→ YOUR INSTRUCTIONS
Swap "rocky" for "stony" in everything from the line containing "embankment. For each one, return the bounding box." down to the line containing "[0,186,298,350]". Return only those lines, with nothing else changed.

[Bounding-box records]
++++++++++

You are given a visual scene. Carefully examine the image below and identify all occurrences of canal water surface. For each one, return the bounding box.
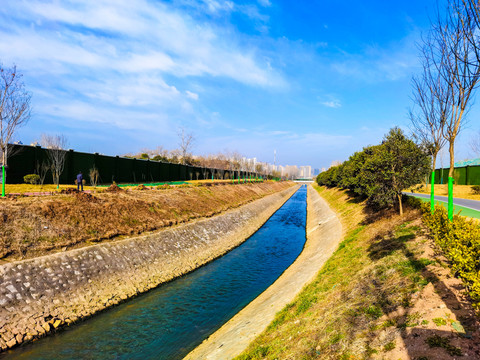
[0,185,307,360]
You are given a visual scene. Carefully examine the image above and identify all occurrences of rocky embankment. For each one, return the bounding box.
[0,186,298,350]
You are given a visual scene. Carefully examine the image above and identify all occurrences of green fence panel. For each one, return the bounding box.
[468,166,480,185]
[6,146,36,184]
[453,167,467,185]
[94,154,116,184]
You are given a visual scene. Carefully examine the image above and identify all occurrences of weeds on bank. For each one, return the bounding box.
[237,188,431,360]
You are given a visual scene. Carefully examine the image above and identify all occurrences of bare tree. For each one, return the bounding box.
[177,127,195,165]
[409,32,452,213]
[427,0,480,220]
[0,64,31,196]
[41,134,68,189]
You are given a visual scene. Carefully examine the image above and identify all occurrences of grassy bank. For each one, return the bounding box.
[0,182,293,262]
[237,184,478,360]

++++++++++

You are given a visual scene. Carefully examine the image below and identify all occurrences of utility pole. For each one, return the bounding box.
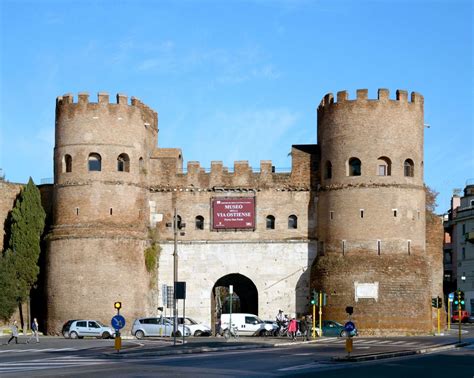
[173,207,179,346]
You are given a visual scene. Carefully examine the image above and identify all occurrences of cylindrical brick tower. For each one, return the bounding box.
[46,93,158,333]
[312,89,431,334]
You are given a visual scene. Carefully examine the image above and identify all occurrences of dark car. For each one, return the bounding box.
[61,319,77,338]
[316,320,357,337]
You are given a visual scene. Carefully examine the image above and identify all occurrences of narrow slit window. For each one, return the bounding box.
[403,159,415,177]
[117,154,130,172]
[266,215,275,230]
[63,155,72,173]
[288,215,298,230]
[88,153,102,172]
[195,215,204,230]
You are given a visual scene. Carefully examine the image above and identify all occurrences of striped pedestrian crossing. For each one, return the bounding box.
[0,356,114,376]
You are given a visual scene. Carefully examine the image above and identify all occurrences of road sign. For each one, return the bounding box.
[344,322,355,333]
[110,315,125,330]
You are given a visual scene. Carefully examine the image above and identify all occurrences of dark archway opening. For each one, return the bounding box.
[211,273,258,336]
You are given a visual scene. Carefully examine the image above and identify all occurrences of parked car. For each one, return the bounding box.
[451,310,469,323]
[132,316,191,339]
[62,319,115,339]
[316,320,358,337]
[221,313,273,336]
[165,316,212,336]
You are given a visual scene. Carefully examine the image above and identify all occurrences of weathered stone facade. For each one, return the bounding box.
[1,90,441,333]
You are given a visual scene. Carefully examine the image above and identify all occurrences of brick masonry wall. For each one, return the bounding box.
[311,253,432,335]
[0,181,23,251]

++++++++++

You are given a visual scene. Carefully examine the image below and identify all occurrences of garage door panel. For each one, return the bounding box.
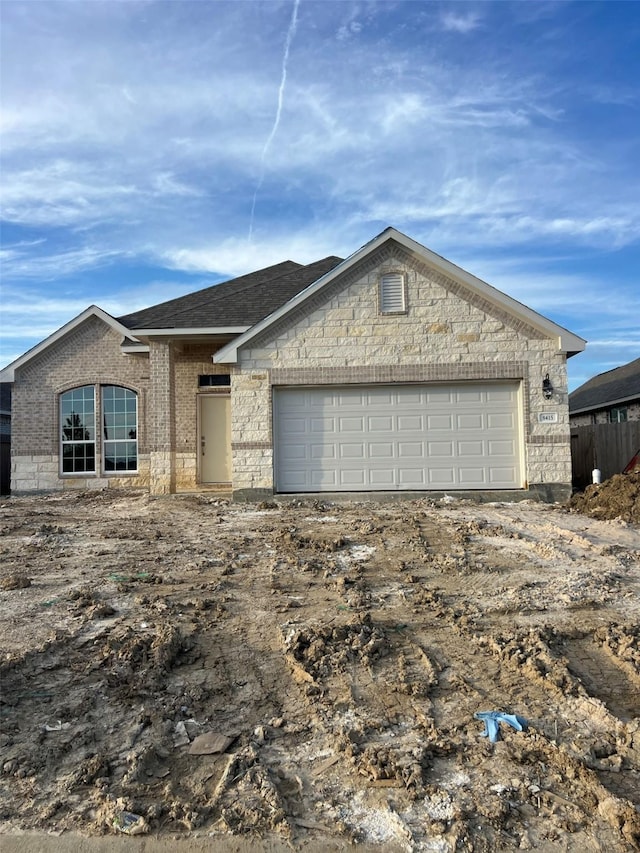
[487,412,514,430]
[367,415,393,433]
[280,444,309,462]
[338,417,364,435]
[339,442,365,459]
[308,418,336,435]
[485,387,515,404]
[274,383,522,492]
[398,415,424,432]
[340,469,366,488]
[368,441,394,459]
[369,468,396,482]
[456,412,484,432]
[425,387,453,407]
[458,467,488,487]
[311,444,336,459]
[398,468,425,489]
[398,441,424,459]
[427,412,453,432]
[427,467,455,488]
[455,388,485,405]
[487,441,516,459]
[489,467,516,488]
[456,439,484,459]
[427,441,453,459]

++++++++++

→ OUTPUT
You are given a visual scene. Carefully examine the image above and identify all occurrences of stony embankment. For each one, return the bounding box.
[0,186,298,350]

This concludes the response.